» **TASK PROMPT**
Copy out all of the entries below without any change.

━━━━━━━━━━

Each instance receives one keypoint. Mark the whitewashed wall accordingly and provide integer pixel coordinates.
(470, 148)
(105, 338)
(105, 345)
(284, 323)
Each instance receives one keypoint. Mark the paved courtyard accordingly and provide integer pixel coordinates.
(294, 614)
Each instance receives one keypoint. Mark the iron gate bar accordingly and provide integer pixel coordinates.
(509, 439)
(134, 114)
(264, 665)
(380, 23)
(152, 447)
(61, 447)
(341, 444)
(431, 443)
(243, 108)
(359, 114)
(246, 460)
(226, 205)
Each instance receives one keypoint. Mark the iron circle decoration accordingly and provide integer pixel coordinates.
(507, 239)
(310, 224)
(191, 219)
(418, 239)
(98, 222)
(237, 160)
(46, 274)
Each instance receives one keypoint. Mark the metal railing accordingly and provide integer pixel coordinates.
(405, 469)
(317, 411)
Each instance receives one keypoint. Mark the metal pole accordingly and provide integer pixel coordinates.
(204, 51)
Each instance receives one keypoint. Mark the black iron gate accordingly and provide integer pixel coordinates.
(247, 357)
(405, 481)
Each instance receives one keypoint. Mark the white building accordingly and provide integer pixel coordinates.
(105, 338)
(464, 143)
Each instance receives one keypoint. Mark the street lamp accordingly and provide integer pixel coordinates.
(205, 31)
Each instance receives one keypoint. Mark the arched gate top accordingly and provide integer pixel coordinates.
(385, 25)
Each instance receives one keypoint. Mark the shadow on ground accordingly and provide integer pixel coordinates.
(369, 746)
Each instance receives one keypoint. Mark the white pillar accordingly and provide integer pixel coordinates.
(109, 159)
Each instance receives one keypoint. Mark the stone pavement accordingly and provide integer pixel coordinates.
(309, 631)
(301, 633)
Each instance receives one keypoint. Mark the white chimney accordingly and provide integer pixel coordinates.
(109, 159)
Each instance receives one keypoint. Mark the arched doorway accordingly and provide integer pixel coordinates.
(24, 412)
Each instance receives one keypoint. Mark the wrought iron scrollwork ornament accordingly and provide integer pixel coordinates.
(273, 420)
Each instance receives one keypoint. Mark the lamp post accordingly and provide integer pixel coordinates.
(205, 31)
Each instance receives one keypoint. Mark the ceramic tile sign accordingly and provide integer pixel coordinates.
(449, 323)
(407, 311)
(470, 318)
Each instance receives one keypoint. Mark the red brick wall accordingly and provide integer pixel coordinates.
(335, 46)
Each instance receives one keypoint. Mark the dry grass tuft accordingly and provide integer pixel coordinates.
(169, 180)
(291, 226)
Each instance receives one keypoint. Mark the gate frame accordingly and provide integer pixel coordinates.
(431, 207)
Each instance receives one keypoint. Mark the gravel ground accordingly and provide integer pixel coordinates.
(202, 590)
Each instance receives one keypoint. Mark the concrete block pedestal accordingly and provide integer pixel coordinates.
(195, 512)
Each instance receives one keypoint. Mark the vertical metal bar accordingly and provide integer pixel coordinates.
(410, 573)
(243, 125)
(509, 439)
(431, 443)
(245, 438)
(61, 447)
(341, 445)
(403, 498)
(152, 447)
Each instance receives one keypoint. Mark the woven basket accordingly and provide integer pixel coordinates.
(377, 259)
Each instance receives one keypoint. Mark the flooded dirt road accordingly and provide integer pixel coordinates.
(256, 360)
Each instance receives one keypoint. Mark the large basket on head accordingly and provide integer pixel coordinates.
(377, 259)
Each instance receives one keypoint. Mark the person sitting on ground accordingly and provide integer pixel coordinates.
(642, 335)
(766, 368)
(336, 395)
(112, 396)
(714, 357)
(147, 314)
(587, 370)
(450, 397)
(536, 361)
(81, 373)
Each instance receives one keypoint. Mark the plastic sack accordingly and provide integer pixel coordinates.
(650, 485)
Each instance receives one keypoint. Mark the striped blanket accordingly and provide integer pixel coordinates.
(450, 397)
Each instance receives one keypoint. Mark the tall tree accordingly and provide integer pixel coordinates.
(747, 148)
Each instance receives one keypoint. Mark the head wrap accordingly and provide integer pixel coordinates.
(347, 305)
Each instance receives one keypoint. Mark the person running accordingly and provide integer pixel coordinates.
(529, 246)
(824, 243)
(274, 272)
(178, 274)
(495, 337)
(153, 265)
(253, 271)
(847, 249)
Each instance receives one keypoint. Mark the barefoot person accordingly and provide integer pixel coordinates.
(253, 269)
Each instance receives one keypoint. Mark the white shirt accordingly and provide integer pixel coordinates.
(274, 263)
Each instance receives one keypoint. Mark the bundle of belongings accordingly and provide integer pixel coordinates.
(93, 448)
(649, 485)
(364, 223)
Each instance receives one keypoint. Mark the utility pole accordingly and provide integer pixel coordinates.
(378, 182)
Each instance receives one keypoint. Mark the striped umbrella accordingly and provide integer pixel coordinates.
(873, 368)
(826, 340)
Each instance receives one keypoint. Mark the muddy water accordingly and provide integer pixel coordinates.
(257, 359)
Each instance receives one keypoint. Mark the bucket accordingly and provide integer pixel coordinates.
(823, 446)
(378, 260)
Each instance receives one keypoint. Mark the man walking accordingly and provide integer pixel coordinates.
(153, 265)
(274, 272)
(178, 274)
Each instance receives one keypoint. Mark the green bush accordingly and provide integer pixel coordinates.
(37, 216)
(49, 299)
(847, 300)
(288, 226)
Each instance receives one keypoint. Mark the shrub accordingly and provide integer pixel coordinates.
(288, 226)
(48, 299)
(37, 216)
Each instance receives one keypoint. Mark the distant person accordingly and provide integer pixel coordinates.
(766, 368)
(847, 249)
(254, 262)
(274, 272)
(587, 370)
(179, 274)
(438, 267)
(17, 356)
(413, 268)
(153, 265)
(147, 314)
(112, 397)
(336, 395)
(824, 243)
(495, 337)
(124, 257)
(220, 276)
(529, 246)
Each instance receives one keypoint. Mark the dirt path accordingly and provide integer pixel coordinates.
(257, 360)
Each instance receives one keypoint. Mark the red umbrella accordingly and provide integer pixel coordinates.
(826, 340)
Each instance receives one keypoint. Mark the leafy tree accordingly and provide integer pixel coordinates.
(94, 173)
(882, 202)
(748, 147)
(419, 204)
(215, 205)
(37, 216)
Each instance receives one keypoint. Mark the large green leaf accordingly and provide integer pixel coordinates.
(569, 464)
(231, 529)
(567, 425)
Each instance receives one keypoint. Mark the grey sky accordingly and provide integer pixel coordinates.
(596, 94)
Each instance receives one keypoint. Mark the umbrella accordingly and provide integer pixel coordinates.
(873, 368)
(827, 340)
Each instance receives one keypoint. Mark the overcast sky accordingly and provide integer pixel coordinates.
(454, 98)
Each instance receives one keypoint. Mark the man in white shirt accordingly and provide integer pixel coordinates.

━━━━━━━━━━

» **RESPONSE BOX**
Each instance receives one keypoint. Mark the whitewashed wall accordingly and provide integer pixel coordinates.
(470, 148)
(105, 338)
(105, 345)
(284, 323)
Each instance receives one keypoint. Mark the paved courtyard accordingly and provide integer pixel coordinates.
(294, 614)
Each instance receives one keypoint. Mark the iron gate bar accordingly and provide integer pixel coordinates.
(509, 439)
(134, 114)
(264, 665)
(380, 23)
(152, 447)
(61, 447)
(341, 444)
(431, 443)
(243, 108)
(359, 114)
(246, 460)
(226, 205)
Each instance receives one keypoint. Mark the iron circle decoration accordingly and provide integer pixel coordinates.
(507, 239)
(310, 224)
(191, 219)
(418, 239)
(98, 222)
(237, 160)
(46, 274)
Each instance receives one keypoint. Mark the metal railing accordingly and provide integer pixel coordinates.
(405, 469)
(317, 411)
Each instance receives one keypoint. Mark the metal pole accordingly and provide integer pixel coordinates.
(204, 51)
Each instance receives one keypoint. Mark the black iron gate accordingly and provide integer pixel coordinates.
(247, 357)
(405, 481)
Each instance receives one keypoint. Mark the white building accordingly and provide integer pixel coordinates.
(105, 338)
(464, 143)
Each instance receives one keypoint. Mark the street lamp accordingly and provide integer pixel coordinates.
(205, 31)
Each instance receives one keypoint. Mark the arched gate top accordingly and provide integer pixel coordinates.
(385, 25)
Each instance receives one keypoint. Mark the shadow on ground accordingly and provide integer pixel coordinates.
(369, 746)
Each instance receives one keypoint. Mark the white pillar accordingly and provide integer pixel coordinates.
(109, 159)
Each instance receives one keypoint. Mark the stone pavement accordingly and provide integer pixel coordinates.
(309, 631)
(301, 633)
Each instance receives one keypoint. Mark the white chimney accordingly and provide integer pixel coordinates.
(109, 159)
Each instance receives one keypoint. Mark the arched doorway accordingly and provide integer pixel coordinates.
(24, 412)
Each instance receives one keypoint. Mark the wrought iron scrollwork ornament accordingly and provide integer pixel coordinates.
(273, 420)
Each instance receives one keypoint. Mark the lamp post accordingly and provide integer pixel coordinates.
(205, 31)
Each instance receives one keypoint. Mark the ceramic tile sign accordingly and provide integer pixel coordinates.
(449, 323)
(407, 311)
(470, 318)
Each instance receives one keypoint. Mark the red brick wall accordingly and provide integer pixel coordinates.
(335, 46)
Each instance receives one keypoint. Mark the dry grass tuft accordingly and provide integer pixel coordinates.
(169, 180)
(291, 226)
Each instance receives one keypoint. Mark the gate frame accordingly and provide integer pixel coordinates.
(431, 207)
Each instance receives one keypoint. Mark the gravel ground accordingly and provide integer pixel coordinates.
(202, 590)
Each instance receives one keypoint. Mark the concrete block pedestal accordingly and provide integer pixel coordinates.
(195, 512)
Each instance receives one keypoint. Mark the vertical metal bar accordingly and provide integer pixel coordinates.
(410, 573)
(243, 125)
(509, 439)
(431, 443)
(245, 438)
(61, 447)
(341, 445)
(403, 498)
(152, 447)
Each instance receives one keypoint. Mark the woven basket accordingly and provide integer pixel coordinates.
(377, 259)
Each instance receives one keypoint. Mark the flooded dirt road accordingly and provide integer pixel coordinates.
(256, 360)
Each instance receives one keypoint. Mark the large basket on head accordingly and provide integer pixel coordinates.
(377, 259)
Each instance receives one keypoint. Mark the person sitting on ground accordingly and provide integer pixel coordinates.
(642, 335)
(766, 368)
(336, 395)
(112, 396)
(714, 357)
(147, 314)
(587, 370)
(450, 397)
(536, 361)
(81, 373)
Each instance receives one keypoint. Mark the plastic sack accordingly and provide integer pixel coordinates.
(650, 485)
Each instance receives one keypoint. Mark the striped blanket accordingly and provide integer pixel coordinates.
(450, 397)
Each instance receives one keypoint. Mark the tall tree accordingly and provide integer pixel coordinates.
(747, 148)
Each instance receives one keypoint. Mark the head wrap accordingly and provide integer pixel coordinates.
(347, 305)
Each instance receives one keypoint. Mark the person running accordingly and provide integer pixel coordinates.
(529, 246)
(824, 243)
(274, 272)
(178, 274)
(495, 337)
(153, 265)
(253, 271)
(847, 249)
Each instance receives one keypoint. Mark the barefoot person accordingly and provide integer pixel coordinates.
(253, 269)
Each instance receives one keypoint. Mark the white shirt accordingly and provide integer pixel coordinates.
(274, 263)
Each instance receives one keypoint. Mark the bundle of belongings accordingly and provide integer pixel coordinates.
(93, 448)
(649, 485)
(364, 223)
Each instance receives one keypoint. Mark the utility pole accordingly and provide integer pixel coordinates.
(378, 182)
Each instance receives one keypoint. Mark the striped umbrella accordingly and provide integer pixel coordinates.
(873, 368)
(826, 340)
Each instance receives one keypoint. Mark the muddy water accordingly and provide integer pixel coordinates.
(257, 359)
Each instance receives one keypoint. Mark the bucket accordingly and provide integer pixel coordinates.
(823, 446)
(378, 260)
Each instance receives one keypoint. Mark the man walking accordingly and provide integer pixel coordinates.
(153, 265)
(274, 272)
(178, 274)
Each instance receives one keypoint. Mark the green bush accordingly and provide integer pixel coordinates.
(37, 216)
(49, 299)
(847, 300)
(288, 226)
Each instance receives one keypoint. Mark the shrub accordingly and provide integer pixel coordinates.
(288, 226)
(48, 299)
(37, 216)
Each instance receives one keypoint. Mark the distant person accordingly and provide integer pixel coordinates.
(766, 368)
(847, 249)
(254, 262)
(274, 272)
(587, 370)
(179, 274)
(438, 267)
(17, 356)
(413, 268)
(153, 265)
(147, 314)
(112, 397)
(336, 395)
(824, 243)
(495, 337)
(124, 257)
(220, 276)
(529, 246)
Each instance receives one keypoint. Mark the dirt path accordingly and provide integer pixel coordinates.
(257, 360)
Each instance receives one keypoint. Mark the red umbrella accordingly and provide integer pixel coordinates.
(826, 340)
Each instance receives one keypoint. Mark the leafy tree accordingly and provide integer pixel coordinates.
(94, 173)
(882, 202)
(748, 147)
(419, 204)
(215, 205)
(37, 216)
Each instance receives one keypoint. Mark the large green leaf accordingly and provide integer pixel coordinates.
(569, 464)
(231, 529)
(567, 425)
Each instance receives one keypoint. Mark the grey sky accordingly and provide integer pixel coordinates.
(596, 94)
Each instance receives one keypoint. Mark the umbrella accordingly and provide integer pixel coordinates.
(873, 368)
(827, 340)
Each instance receives one keypoint. Mark the overcast sky accordingly and provide integer pixel coordinates.
(454, 98)
Each instance receives one keypoint. Mark the man in white shirt accordingly and provide integer pixel coordinates.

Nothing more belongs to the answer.